> _Set exercise_
Copy out the part of the material that opens with the line containing "For every instance of the mixed" and closes with the line containing "[692, 1098]", keeping every line, requests included. Shift each answer point by adding 66 to both of its coordinates, and leave the format samples in the requests unchanged.

> _Exercise material_

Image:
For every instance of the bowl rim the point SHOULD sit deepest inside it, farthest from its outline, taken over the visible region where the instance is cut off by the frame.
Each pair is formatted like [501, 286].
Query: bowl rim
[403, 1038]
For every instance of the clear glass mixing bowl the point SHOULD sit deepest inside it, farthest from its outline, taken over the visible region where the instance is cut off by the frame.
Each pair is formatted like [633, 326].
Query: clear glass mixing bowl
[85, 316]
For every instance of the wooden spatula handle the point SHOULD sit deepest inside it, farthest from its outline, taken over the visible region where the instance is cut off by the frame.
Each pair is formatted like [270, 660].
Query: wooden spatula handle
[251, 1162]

...

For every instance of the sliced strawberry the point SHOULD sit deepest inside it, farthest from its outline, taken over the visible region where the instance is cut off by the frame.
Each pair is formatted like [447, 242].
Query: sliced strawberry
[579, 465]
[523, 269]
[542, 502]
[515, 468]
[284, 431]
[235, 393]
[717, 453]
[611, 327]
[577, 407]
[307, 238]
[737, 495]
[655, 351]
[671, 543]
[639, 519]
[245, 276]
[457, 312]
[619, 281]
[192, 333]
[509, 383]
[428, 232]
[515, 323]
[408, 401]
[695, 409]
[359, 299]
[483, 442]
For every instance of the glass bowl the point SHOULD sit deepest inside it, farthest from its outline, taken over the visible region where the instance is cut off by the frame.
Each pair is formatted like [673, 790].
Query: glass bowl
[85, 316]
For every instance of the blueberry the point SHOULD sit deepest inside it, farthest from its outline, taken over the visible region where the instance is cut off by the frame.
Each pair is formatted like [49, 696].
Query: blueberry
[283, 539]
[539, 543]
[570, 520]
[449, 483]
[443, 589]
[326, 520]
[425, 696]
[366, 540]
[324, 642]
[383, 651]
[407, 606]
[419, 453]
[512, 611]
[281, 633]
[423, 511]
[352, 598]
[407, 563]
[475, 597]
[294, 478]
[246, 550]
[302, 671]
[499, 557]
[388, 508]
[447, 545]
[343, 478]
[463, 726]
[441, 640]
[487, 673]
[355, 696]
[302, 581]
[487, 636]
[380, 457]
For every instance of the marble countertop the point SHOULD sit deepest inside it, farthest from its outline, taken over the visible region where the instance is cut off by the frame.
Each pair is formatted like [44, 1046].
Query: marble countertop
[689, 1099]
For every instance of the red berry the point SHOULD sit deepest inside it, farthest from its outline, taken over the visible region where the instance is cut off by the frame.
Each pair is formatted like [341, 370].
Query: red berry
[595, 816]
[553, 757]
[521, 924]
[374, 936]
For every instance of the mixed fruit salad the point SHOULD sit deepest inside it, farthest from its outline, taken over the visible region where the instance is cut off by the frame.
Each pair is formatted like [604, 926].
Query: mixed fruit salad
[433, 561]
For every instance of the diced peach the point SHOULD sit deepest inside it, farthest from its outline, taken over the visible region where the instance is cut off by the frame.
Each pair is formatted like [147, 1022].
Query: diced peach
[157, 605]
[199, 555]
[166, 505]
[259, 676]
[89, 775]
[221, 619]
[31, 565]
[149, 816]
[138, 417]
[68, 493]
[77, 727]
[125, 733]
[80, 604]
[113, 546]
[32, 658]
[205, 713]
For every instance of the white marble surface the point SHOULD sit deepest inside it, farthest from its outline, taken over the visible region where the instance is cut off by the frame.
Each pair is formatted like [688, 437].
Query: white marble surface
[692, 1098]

...

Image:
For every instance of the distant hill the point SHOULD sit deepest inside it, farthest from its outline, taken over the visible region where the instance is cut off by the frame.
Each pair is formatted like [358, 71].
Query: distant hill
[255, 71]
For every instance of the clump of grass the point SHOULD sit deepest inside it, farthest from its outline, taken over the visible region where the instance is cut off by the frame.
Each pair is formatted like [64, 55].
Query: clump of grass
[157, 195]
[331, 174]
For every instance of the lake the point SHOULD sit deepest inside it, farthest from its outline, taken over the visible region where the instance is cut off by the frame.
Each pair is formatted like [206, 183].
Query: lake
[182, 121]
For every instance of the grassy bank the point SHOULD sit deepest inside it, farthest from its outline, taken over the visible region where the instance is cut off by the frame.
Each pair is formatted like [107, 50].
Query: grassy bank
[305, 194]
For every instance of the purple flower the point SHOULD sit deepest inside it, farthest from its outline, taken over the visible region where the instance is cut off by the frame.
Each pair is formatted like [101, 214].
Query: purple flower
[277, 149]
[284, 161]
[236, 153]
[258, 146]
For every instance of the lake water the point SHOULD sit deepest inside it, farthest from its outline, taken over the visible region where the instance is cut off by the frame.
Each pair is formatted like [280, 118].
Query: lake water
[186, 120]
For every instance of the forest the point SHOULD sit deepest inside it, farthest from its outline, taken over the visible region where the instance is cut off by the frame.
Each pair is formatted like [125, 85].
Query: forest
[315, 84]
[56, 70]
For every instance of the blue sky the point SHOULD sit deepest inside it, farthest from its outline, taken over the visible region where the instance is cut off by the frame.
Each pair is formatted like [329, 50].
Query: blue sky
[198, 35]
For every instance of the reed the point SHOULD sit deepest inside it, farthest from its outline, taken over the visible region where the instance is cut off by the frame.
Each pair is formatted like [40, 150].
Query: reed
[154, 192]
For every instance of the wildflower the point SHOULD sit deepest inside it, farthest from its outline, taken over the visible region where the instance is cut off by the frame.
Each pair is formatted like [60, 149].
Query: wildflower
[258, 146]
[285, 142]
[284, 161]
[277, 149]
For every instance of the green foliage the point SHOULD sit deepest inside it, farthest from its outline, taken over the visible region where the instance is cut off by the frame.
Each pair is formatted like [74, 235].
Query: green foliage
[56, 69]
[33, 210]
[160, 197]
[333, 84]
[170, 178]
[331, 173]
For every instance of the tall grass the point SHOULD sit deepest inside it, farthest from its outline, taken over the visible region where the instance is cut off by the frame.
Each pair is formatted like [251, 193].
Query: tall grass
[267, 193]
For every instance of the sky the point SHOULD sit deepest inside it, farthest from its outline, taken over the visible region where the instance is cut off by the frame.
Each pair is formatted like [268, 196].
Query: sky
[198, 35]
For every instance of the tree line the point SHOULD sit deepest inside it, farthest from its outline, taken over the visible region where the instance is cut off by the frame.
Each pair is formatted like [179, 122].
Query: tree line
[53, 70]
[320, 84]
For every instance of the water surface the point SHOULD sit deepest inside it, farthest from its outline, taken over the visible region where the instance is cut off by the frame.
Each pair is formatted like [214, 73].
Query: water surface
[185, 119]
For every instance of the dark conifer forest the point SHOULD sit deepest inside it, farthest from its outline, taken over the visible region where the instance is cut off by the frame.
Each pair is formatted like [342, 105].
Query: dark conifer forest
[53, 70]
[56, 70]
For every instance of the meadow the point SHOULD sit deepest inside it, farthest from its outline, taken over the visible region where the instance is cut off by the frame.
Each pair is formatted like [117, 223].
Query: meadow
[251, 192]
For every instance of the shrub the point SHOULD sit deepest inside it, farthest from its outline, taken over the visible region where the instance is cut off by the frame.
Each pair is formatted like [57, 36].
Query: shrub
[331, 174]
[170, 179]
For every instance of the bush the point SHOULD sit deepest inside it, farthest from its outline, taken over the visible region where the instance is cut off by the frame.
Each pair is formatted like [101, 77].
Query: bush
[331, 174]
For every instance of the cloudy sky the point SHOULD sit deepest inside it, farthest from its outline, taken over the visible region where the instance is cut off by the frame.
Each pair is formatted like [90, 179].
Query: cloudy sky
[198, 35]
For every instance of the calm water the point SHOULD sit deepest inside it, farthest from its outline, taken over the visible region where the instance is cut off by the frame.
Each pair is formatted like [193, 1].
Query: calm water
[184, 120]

> _Output for this exercise_
For every instance of the mixed fruit salad the point SHOULD sit deepest inside it, farthest from its outline, taken over the visible region where the instance is cut off by the frame.
Each pair is formatted like [604, 926].
Query: mixed fruit salad
[499, 627]
For every instance of the diced peach the point SHOULD sit deepest inside it, farthest from its outline, taken over the visible region where the instance is cut off by the frame.
Each pair is formatted like [147, 1022].
Query: diced peach
[223, 671]
[265, 621]
[232, 571]
[325, 742]
[155, 841]
[287, 685]
[97, 631]
[215, 882]
[204, 483]
[134, 559]
[143, 793]
[191, 799]
[146, 670]
[179, 612]
[98, 724]
[271, 779]
For every instance of the white marble surface the point SHOULD sit deepest inside it, farthest from its outline, taken over the visible region where the instance is cut off by the frame.
Each pair is formatted like [688, 437].
Query: white marble surface
[758, 1164]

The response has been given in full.